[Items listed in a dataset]
• • • •

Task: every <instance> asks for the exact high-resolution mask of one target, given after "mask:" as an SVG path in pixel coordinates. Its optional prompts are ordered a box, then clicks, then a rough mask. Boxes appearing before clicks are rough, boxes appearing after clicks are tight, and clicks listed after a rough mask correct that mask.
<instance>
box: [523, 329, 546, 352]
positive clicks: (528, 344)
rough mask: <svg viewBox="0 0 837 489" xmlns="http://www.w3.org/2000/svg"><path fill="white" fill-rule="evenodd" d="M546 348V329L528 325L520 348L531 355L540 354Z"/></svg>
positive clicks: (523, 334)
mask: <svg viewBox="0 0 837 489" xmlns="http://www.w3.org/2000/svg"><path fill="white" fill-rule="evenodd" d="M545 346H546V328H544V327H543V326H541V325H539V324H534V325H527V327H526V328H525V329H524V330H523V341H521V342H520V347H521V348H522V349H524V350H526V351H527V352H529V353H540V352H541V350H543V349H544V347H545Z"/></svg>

• • • •

Assignment: The lines above that hold the word "instance" are the ones to copy.

Your response:
Task: every <instance> asks for the exact high-resolution mask of one target, given after "mask:" as an SVG path in pixel coordinates. Its optional prompts are ordered a box, then clicks, then a rough mask. Boxes appearing before clicks are rough, boxes appearing after clicks are tight, and clicks listed after a rough mask correct that mask.
<instance>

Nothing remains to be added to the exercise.